◆ WORK REQUIRED ◆
Copy exactly, please, each line of the data below until the line that contains "point: brussels sprout" has been copied, beginning at the top.

◆ EXCERPTED RECORDS ◆
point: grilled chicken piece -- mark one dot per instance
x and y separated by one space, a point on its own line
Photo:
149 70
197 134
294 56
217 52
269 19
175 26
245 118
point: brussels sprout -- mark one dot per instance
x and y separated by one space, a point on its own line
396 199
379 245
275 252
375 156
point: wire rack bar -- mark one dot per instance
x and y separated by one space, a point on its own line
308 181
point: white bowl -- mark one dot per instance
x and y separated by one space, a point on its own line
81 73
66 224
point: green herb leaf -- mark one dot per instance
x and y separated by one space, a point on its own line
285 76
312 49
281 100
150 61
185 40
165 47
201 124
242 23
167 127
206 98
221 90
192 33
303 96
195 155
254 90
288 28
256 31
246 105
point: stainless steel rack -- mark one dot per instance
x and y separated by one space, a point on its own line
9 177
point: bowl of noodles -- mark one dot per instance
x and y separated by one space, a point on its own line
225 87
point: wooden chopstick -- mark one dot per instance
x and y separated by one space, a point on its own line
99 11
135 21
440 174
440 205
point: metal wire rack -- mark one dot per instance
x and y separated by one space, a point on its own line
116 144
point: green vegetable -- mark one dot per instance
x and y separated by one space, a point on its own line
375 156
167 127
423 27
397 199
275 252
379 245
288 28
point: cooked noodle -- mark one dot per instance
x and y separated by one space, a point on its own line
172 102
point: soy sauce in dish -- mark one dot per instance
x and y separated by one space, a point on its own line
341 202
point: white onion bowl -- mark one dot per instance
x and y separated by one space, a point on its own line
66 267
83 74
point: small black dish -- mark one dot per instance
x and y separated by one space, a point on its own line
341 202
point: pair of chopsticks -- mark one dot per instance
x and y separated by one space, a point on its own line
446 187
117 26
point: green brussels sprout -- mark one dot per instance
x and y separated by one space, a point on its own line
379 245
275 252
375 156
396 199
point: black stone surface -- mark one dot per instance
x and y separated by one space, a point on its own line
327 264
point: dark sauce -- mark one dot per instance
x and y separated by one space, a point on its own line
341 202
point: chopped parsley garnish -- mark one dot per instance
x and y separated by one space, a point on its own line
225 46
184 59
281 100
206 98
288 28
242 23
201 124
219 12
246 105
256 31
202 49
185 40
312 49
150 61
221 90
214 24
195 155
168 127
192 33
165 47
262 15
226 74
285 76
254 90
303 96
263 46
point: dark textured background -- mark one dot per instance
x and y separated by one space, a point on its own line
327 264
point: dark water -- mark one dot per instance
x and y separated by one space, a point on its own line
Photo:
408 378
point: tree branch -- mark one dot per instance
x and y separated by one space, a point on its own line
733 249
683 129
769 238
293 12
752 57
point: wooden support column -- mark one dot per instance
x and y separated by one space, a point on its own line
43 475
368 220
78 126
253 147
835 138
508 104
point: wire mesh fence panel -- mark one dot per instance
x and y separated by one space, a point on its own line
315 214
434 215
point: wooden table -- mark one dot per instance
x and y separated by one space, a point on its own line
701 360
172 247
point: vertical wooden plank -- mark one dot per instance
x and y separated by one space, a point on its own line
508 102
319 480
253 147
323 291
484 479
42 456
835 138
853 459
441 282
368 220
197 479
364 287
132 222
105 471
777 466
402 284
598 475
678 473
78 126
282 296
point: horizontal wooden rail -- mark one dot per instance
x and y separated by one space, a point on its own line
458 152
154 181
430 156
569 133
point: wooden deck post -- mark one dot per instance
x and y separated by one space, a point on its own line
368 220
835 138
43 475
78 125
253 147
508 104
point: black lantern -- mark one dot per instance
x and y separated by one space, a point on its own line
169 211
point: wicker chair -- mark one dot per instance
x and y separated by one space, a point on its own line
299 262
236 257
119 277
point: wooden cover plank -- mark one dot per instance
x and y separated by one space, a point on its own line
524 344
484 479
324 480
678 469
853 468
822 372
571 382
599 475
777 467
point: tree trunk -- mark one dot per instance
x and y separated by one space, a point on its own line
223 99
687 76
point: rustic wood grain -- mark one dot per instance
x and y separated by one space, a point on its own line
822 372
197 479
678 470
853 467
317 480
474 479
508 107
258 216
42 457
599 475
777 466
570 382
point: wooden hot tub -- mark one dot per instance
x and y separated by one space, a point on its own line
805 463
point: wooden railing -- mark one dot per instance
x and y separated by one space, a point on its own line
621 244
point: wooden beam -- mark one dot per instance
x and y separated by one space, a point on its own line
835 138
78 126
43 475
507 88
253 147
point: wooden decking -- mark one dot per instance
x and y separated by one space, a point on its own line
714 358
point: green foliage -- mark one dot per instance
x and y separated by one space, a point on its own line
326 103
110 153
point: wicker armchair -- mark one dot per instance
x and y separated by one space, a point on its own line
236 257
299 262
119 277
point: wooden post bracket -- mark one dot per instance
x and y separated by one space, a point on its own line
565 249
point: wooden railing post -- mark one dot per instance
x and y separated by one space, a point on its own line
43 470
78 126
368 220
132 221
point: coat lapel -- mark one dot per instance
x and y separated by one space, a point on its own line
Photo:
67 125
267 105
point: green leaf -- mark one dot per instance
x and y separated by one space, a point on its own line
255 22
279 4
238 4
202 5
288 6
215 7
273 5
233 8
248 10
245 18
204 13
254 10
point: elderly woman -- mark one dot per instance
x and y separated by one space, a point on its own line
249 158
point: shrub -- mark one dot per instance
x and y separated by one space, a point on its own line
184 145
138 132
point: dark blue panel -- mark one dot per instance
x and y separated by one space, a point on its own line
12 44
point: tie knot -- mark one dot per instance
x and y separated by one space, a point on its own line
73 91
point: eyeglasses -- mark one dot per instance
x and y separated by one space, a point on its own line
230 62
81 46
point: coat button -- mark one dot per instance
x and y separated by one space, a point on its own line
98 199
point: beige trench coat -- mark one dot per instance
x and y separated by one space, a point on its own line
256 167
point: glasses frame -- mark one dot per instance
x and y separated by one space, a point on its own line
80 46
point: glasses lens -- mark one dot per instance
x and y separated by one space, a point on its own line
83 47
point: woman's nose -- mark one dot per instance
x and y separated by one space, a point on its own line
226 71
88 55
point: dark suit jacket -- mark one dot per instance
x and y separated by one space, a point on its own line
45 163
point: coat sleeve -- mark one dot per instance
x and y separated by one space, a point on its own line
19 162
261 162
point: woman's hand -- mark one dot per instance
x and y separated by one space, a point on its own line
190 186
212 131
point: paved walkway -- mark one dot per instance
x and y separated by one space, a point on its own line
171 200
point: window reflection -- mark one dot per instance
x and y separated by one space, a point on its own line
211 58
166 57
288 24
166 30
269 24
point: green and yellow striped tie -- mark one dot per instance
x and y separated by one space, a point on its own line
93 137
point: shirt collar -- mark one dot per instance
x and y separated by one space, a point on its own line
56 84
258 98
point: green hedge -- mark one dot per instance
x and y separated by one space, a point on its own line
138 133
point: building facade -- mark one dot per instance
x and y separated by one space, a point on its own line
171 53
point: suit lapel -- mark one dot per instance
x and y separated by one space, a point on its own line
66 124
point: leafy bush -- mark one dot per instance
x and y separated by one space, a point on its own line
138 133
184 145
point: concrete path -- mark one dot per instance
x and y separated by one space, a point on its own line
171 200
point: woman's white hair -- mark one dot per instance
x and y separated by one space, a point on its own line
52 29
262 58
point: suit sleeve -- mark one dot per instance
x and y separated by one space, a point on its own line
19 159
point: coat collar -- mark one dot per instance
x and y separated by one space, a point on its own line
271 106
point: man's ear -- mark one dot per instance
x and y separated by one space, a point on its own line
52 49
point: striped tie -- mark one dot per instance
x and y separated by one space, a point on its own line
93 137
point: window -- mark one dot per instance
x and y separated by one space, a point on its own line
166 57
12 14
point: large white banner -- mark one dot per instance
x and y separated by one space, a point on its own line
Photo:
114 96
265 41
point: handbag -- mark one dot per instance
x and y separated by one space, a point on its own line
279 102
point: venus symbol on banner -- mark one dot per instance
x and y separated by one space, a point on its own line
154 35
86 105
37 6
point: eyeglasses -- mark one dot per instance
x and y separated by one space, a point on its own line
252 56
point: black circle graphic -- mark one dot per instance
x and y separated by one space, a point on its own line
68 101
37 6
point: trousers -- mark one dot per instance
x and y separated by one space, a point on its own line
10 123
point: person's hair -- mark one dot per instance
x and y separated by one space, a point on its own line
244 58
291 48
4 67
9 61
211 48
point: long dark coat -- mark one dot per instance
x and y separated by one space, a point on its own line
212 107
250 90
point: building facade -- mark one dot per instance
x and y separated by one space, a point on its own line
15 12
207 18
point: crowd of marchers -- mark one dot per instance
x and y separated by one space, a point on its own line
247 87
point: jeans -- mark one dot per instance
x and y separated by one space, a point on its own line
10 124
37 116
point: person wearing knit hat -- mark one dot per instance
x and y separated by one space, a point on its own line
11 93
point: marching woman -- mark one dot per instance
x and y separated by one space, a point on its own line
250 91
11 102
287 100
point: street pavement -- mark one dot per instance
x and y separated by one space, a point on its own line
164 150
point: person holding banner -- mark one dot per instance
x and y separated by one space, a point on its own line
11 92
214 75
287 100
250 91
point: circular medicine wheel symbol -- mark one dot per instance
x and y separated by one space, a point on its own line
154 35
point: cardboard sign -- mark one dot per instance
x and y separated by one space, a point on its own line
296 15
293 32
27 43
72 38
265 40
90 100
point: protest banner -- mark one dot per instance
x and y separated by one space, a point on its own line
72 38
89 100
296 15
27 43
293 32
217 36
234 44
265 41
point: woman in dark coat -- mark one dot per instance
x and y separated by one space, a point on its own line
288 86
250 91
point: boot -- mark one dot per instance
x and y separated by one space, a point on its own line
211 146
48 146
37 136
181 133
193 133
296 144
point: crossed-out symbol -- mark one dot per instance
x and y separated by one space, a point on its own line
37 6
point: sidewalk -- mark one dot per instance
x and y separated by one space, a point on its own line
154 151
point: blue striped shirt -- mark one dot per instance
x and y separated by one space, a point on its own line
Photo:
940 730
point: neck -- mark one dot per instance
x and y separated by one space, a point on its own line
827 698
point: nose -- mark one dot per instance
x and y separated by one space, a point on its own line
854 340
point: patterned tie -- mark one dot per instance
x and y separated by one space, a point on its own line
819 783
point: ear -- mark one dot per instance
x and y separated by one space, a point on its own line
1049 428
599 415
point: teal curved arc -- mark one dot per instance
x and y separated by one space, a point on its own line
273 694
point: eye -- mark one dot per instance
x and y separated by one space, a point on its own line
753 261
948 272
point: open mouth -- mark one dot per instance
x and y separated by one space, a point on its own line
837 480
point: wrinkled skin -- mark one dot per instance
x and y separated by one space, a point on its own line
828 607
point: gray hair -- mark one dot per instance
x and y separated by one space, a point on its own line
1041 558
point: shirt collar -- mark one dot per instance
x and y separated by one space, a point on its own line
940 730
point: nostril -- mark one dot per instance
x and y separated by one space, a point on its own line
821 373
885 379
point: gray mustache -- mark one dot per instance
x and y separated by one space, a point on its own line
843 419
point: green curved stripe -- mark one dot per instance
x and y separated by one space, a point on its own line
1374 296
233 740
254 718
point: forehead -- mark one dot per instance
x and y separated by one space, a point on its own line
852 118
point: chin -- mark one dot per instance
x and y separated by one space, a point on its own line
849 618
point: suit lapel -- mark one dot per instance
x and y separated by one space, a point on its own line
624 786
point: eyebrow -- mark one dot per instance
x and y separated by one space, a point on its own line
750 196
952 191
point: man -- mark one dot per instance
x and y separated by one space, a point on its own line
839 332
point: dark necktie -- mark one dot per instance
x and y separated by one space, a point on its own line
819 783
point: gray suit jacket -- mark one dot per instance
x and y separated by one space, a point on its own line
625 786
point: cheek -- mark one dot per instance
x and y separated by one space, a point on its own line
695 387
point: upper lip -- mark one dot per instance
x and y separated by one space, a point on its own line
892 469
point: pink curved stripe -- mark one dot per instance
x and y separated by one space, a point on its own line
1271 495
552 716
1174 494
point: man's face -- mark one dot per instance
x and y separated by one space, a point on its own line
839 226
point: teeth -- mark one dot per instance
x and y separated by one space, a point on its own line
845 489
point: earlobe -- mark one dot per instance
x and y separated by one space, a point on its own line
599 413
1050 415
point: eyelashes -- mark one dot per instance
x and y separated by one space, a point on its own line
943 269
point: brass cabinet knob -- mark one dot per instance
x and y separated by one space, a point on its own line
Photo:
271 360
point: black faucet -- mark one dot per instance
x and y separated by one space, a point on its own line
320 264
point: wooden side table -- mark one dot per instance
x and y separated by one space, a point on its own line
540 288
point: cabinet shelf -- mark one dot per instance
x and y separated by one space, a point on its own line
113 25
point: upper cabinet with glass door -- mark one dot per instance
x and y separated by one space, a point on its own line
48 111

◆ OUTPUT ◆
point: grilled chicken piece -- mark one dot per instance
x and y separated by one space, a point on its own line
Photo:
149 70
197 134
294 56
217 52
269 19
175 26
245 118
point: brussels sprout -- mark one dot per instance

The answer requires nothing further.